Records.

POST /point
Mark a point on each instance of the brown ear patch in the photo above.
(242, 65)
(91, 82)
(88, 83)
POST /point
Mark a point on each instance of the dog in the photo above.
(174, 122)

Your assignment. Print, exactly and only, the lines running from the one with "Mark a point on each instance of the dog" to the end of the data above.

Answer below.
Mark a point on each instance of the dog in the photo above.
(174, 122)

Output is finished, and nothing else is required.